### Your goal
Please count how many lines in the rows below contain the string "concrete", matching case exactly, and reply with only that number.

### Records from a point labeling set
++++++

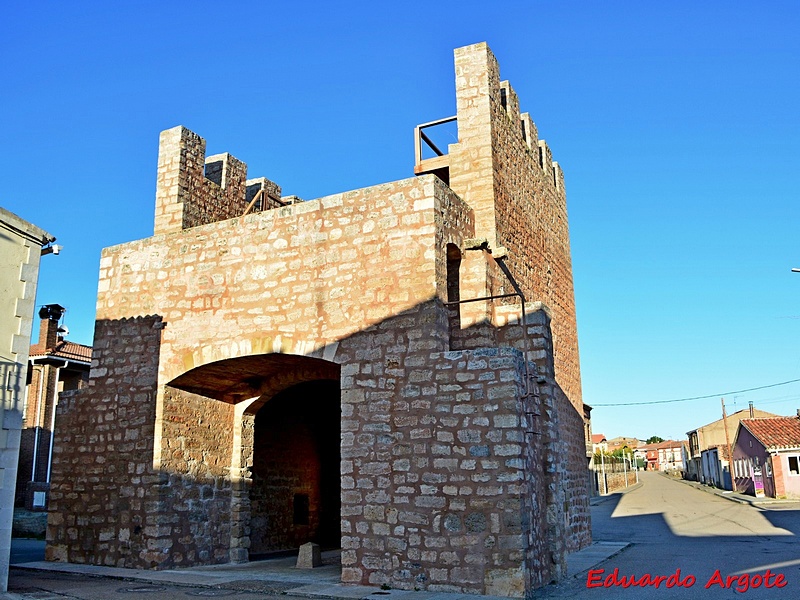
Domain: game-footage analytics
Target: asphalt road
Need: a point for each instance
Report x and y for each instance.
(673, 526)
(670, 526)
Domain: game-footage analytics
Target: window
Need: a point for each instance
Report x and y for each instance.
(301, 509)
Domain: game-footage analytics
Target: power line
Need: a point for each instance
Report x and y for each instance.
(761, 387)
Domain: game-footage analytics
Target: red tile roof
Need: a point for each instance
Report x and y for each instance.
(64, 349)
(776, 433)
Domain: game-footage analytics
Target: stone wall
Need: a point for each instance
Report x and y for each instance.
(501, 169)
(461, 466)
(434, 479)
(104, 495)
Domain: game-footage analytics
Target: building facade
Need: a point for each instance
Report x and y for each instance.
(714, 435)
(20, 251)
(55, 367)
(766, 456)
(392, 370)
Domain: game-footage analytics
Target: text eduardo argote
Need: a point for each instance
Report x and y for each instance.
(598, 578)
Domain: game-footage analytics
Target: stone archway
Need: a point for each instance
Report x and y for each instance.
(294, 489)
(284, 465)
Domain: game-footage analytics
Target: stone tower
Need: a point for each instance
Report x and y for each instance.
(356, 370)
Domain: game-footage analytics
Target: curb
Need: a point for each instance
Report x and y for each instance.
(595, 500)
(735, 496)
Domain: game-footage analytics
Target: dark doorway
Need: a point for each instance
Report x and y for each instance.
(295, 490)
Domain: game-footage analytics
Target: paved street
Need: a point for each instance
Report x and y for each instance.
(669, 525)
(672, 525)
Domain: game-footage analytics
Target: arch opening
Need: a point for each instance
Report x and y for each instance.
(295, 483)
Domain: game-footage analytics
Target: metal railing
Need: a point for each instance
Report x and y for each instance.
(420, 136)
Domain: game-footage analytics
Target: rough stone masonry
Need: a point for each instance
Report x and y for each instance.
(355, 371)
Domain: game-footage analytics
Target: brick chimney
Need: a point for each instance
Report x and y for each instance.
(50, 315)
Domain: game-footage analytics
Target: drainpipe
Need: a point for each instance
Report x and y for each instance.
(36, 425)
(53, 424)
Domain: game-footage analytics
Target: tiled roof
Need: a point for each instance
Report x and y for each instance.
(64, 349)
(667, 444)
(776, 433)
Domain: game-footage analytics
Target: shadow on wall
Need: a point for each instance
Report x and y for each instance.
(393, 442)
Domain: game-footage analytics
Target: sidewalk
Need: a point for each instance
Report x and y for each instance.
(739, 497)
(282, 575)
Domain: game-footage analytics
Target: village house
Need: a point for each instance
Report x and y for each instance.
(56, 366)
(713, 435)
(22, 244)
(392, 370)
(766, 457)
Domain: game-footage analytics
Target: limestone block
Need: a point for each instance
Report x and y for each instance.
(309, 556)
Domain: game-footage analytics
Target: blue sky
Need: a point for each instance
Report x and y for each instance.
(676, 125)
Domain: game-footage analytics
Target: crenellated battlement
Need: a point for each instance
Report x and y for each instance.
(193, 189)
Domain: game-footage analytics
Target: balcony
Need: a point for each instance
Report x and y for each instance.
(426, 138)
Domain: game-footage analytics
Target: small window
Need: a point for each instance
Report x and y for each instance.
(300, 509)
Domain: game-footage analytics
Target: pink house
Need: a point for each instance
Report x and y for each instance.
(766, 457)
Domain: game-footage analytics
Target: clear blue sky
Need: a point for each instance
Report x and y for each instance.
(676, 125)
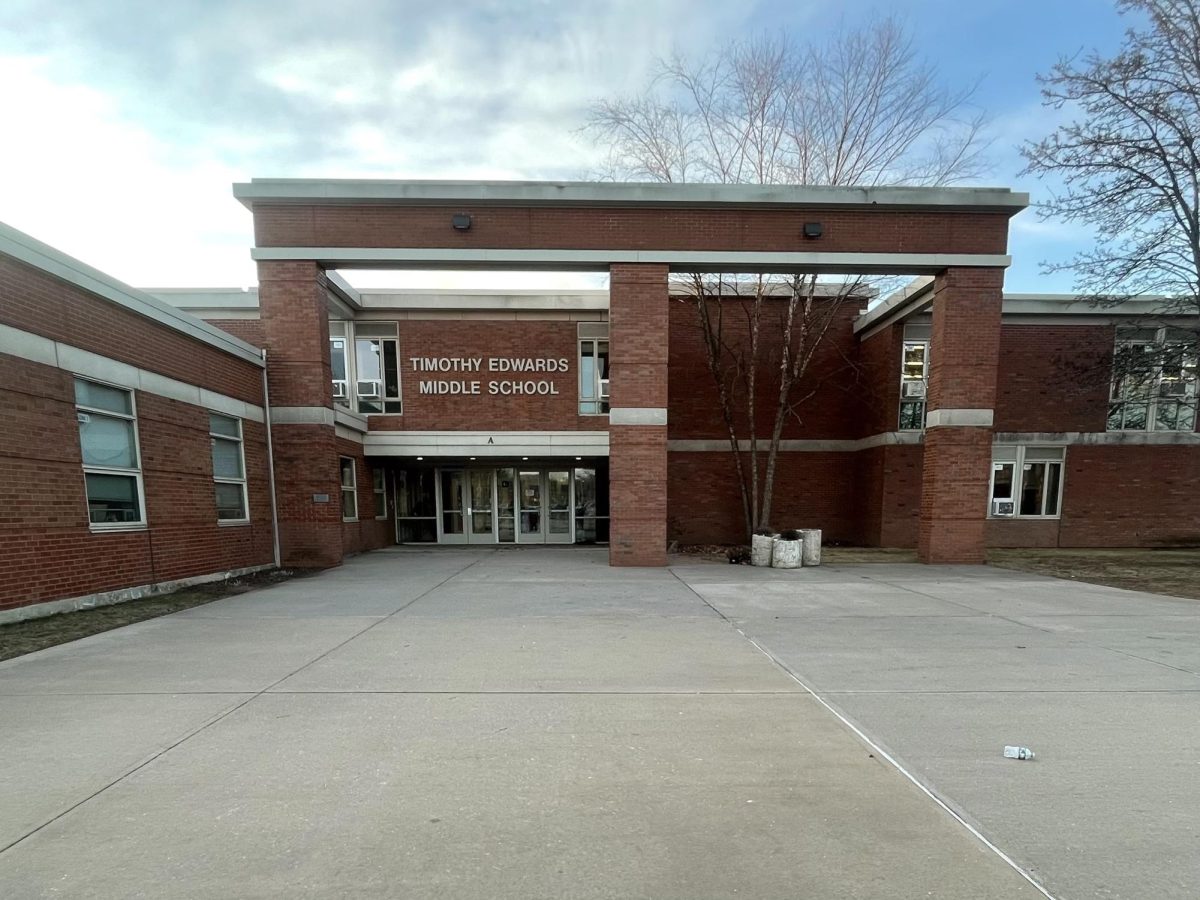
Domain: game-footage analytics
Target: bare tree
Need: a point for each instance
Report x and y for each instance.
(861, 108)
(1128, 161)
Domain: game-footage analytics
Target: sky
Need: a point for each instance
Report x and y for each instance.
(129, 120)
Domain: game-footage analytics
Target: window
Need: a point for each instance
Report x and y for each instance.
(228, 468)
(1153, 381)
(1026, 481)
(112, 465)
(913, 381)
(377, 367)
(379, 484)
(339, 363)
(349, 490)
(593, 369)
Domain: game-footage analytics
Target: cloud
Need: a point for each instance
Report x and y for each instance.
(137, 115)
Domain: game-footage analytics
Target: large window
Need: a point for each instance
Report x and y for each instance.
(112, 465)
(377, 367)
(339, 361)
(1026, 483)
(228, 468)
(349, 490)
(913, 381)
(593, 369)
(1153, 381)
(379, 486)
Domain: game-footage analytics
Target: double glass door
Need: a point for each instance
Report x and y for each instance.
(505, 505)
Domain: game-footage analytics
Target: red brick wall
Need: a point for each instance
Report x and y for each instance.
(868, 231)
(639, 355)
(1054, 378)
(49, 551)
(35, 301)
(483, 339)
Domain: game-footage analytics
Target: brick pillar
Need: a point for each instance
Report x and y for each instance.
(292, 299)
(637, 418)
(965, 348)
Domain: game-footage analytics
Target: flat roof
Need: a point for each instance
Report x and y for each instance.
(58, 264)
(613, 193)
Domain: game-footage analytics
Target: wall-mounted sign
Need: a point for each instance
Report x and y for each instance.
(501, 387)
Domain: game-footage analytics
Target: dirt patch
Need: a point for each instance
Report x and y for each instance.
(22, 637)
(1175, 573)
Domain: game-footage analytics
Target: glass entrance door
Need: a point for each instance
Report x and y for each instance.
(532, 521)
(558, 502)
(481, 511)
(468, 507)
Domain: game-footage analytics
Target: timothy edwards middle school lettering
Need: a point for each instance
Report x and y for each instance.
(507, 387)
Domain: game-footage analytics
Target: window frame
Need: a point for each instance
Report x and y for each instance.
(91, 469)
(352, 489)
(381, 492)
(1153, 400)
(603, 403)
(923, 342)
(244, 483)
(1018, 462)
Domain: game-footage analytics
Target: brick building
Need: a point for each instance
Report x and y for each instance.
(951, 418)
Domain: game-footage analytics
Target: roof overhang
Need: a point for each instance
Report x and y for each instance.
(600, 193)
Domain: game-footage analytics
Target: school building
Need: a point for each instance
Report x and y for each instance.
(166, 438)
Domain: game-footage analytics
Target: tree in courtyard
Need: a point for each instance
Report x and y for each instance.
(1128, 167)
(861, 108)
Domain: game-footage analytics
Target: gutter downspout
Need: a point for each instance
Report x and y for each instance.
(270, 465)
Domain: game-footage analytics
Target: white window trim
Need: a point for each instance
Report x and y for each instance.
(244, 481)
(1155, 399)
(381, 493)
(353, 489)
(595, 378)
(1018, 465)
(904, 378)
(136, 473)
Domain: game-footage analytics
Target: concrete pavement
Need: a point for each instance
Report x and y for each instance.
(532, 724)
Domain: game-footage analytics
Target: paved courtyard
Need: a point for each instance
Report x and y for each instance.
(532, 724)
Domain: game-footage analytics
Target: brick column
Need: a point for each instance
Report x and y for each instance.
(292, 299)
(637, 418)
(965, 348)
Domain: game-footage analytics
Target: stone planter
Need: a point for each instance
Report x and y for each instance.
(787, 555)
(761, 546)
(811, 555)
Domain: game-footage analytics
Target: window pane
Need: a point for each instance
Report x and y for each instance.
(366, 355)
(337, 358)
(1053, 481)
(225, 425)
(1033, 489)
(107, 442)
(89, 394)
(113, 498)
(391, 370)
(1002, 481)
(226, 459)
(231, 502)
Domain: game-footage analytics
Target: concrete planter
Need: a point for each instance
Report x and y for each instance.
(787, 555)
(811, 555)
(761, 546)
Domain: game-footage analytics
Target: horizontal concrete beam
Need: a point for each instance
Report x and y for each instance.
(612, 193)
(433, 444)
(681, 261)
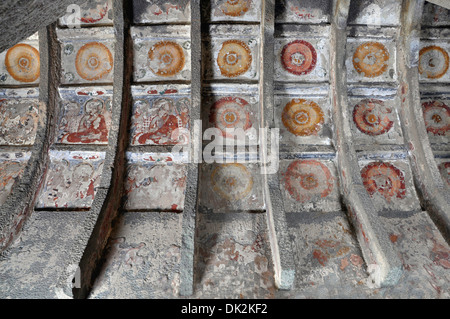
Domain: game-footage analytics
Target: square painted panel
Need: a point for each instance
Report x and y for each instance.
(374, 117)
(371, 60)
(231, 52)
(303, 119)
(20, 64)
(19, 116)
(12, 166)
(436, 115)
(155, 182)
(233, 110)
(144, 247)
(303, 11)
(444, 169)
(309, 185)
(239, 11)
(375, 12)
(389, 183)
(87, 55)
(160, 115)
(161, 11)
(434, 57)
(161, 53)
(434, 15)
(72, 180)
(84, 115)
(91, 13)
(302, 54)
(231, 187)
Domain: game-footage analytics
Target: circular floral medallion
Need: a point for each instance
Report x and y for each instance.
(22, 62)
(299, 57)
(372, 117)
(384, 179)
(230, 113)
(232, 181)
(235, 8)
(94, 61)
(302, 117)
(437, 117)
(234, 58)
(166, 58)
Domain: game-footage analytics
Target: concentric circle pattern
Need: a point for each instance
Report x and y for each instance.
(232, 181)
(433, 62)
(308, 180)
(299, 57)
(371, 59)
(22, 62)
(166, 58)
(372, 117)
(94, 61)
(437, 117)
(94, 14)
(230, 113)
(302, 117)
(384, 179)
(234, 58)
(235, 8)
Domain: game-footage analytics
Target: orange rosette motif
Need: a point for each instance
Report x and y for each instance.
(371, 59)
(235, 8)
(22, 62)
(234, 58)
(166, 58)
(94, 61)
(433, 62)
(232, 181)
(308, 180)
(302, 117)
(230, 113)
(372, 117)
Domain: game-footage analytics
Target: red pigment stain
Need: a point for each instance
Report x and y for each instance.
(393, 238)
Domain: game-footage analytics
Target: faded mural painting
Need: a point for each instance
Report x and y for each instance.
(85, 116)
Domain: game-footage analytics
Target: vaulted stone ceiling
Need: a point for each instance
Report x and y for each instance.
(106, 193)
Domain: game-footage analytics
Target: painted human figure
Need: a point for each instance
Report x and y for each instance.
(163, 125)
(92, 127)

++++++

### Solved problem
3